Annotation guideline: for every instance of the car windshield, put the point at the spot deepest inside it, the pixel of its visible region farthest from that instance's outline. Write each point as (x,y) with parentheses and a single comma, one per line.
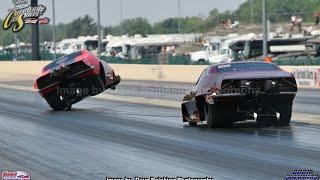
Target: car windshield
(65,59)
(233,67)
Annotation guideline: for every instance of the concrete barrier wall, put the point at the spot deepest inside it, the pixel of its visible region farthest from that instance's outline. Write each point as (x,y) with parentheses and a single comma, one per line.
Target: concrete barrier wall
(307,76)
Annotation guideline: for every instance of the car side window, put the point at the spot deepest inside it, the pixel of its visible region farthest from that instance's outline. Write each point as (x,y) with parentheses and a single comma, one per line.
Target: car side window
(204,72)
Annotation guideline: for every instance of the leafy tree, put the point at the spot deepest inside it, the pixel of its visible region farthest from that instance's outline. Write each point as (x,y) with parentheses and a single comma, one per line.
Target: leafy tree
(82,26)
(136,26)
■ ■ ■ ■ ■
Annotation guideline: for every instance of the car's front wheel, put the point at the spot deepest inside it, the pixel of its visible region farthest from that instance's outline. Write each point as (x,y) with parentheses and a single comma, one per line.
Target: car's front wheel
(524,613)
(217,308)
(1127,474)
■ ■ ■ ■ ■
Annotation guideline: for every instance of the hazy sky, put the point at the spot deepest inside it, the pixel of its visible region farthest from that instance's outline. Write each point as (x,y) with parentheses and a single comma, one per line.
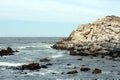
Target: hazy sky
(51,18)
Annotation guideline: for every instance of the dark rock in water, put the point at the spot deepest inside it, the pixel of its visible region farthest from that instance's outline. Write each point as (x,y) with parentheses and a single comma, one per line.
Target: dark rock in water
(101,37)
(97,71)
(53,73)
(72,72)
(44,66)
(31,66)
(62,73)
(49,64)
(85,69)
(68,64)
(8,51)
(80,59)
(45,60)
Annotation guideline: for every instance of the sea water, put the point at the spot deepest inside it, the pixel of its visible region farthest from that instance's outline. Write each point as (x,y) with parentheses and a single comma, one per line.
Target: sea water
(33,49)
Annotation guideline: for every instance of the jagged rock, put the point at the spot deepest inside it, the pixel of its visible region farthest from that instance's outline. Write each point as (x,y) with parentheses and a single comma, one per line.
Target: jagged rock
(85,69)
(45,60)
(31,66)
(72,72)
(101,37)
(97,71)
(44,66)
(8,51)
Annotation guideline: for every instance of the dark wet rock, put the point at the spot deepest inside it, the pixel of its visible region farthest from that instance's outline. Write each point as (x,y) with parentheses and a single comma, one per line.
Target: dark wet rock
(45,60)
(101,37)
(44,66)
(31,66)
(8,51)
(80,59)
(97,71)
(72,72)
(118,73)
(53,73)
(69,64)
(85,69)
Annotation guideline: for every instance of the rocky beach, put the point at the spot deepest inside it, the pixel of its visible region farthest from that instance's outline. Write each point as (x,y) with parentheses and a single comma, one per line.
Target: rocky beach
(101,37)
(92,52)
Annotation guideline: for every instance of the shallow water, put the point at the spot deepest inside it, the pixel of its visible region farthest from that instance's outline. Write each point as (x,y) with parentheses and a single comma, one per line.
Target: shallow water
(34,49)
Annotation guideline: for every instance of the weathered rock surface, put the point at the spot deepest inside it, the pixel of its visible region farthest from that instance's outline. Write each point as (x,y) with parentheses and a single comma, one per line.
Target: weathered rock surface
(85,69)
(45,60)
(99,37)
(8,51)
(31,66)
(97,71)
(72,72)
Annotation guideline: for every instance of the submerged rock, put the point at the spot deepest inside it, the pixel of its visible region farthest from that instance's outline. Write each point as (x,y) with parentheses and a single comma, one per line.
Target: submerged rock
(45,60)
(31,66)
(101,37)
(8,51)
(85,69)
■ ■ ■ ■ ■
**Exercise description:**
Pull out every row above that contains the string "rocky", and copy each one in full. Case counts.

**Solution:**
Annotation guideline: for every instance of the rocky beach, put the point at the spot deepest inside it, the pixel of its visible region farthest from that instance's outline. Write each point as (x,y) with parentheses and a single comma, one per line.
Target: rocky beach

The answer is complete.